_Parts of the exercise_.
a – Answer these questions using the excerpt about Tyrion and Jaime Lannister, each on its own line:
(i) Who is the only friend Tyrion has?
(ii) How does Jaime react when Tyrion mocks him as still being the golden son?
(iii) How many years did the bromance between Bronn and Tyrion last?
b – Print the part of the excerpt about Tyrion and Jaime Lannister between "Next for Tyrion" and "this courtly drama.", inclusive.
c – Write what comes next in the excerpt about Tyrion and Jaime Lannister, continuing from its last sentence.

_Excerpt to read_.
The telling aspect of this sequence is the difference is in familial outrage and anger both brothers have. Jaime’s opinion of Tywin since the show began has always been a few shades shy of rotten, but he still loves his family in the general sense (and in the very explicit sense with Cersei, though that relationship also appears to be in flux). The same once upon a time could be said about Tyrion, but even though Jaime is the only friend he has, all Tyrion can fantasize about now is avenging himself on the humiliations of father and sister. He even mocks one-handed, sister-banging, and king-killing Jaime as still being the golden son. Jaime has killed cousins for less, so while it speaks volumes that he can merely smirk that off, it is showing a growing rift in the Lannister family about how far Tyrion would go toward getting his own back, and it is darker than even his brother expects. However, the first thing he will need to get back is a reprieve from Cersei Lannister’s chosen sword hand meant to carry out his death in trial by combat.

Next for Tyrion came a scene that I was unsure that David Benioff and Dan Weiss would keep…nor did I truthfully want them too. While Tyrion is definitely taking the betrayal of Shae harder, for viewers and readers, Bronn turning his back on Tyrion and ending the four-year bromance was the real tearjerker stuff of this courtly drama.

_Extracted information_.

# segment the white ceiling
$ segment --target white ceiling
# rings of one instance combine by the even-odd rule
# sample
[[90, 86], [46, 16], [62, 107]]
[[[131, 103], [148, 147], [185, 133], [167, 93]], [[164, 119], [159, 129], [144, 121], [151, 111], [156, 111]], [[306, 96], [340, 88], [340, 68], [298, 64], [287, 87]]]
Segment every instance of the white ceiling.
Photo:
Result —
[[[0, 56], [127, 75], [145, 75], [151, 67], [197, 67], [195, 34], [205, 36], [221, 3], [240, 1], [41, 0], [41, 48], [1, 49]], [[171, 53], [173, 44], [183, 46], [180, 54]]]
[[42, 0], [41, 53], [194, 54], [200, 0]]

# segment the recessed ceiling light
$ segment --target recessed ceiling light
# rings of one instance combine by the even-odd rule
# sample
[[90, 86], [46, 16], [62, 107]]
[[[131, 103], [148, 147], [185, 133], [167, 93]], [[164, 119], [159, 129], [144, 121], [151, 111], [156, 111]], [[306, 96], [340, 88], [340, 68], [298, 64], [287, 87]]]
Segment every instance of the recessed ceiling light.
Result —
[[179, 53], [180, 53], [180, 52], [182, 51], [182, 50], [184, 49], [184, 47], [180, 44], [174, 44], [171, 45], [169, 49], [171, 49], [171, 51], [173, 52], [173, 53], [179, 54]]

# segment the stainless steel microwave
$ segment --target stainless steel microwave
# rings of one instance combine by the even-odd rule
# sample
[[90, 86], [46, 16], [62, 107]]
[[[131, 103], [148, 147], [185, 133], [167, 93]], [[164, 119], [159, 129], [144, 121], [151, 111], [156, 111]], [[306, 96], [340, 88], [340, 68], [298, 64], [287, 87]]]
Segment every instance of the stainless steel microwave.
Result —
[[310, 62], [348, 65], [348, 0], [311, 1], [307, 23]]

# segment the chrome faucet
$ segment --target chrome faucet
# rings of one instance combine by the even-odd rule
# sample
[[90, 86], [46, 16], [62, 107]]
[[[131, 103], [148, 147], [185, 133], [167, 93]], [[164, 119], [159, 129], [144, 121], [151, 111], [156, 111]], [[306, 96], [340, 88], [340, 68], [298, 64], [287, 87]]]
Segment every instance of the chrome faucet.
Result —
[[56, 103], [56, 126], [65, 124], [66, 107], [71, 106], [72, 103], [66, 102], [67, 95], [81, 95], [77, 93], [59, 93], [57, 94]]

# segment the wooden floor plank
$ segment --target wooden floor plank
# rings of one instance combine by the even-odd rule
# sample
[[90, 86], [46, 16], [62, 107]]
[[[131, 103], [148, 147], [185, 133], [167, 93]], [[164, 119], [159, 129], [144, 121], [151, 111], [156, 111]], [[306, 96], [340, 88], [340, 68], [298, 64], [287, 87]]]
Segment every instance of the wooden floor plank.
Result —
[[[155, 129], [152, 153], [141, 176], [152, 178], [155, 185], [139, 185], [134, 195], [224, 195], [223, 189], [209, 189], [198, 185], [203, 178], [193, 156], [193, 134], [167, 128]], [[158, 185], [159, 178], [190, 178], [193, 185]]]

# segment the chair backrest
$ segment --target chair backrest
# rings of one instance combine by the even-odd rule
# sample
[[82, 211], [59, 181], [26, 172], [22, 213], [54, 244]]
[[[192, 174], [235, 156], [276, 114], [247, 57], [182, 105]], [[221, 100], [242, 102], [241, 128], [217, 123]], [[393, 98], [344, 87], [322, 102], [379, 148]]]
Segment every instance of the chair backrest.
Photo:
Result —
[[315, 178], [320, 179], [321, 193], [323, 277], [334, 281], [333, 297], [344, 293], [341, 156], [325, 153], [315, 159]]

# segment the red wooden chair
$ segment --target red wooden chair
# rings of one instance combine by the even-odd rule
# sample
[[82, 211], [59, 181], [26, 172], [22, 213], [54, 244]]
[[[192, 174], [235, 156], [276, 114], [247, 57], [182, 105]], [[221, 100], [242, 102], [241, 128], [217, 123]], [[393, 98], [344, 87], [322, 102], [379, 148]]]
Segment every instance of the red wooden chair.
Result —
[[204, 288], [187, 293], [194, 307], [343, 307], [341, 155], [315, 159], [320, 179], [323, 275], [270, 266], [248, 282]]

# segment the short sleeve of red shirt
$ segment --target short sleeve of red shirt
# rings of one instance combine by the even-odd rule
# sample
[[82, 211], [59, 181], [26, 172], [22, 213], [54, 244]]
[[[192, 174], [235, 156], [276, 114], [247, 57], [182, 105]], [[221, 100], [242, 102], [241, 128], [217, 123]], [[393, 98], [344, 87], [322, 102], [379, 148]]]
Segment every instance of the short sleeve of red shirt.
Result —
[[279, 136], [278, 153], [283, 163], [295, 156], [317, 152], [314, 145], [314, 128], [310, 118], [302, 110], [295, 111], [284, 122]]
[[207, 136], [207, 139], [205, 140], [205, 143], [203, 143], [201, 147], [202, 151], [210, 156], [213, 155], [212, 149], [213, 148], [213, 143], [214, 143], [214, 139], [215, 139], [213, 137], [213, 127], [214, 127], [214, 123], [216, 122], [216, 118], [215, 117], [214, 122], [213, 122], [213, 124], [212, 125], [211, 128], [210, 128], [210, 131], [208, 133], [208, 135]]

_Responses to the tasks_.
a –
(i) Jaime
(ii) He merely smirks it off.
(iii) Four years

b –
Next for Tyrion came a scene that I was unsure that David Benioff and Dan Weiss would keep…nor did I truthfully want them too. While Tyrion is definitely taking the betrayal of Shae harder, for viewers and readers, Bronn turning his back on Tyrion and ending the four-year bromance was the real tearjerker stuff of this courtly drama.

c –
Like Shae, Bronn is at the end of the day someone whose company Tyrion paid for, implicitly saying a lot about his wealthy if ultimately lonely lot in life. And like Shae, Bronn could be bought, even if in a much more amusing manner. With a title and castle in the offing (at least after his sister-in-law-to-be is offed), Bronn is quite the dandy when he bittersweetly tells his former Imp employer to bugger off. Tyrion promises that if Bronn could kill the Mountain—Cersei’s gargantuan champion—that he will provide Bronn with a comfortable living in Winterfell, assuming that he ever can reclaim his missing bride. But this would be a long ways off, and even if it did come to pass, Tyrion is looking to the north, and winter is coming. Meanwhile the south is warm and comforitng.

Tyrion and Bronn part with a handshake, a far gentler passing of friendship than in the book, but the realization of Tyrion’s complete and utter abandonment from all save his uselessly crippled brother really brings home the intense level of tragedy in his life. Just like Tyrion later says in this episode, Cersei always gets what she has wanted, and she has bought off Tyrion’s best friend and lover. Sitting in that cell, he looks pathetic and all the luster of last week’s thunderous showdown with Tywin seems to vaporize, which is a shame, as Game of Thrones is notorious about letting momentum from an epic event deflate the following week, and this is no exception.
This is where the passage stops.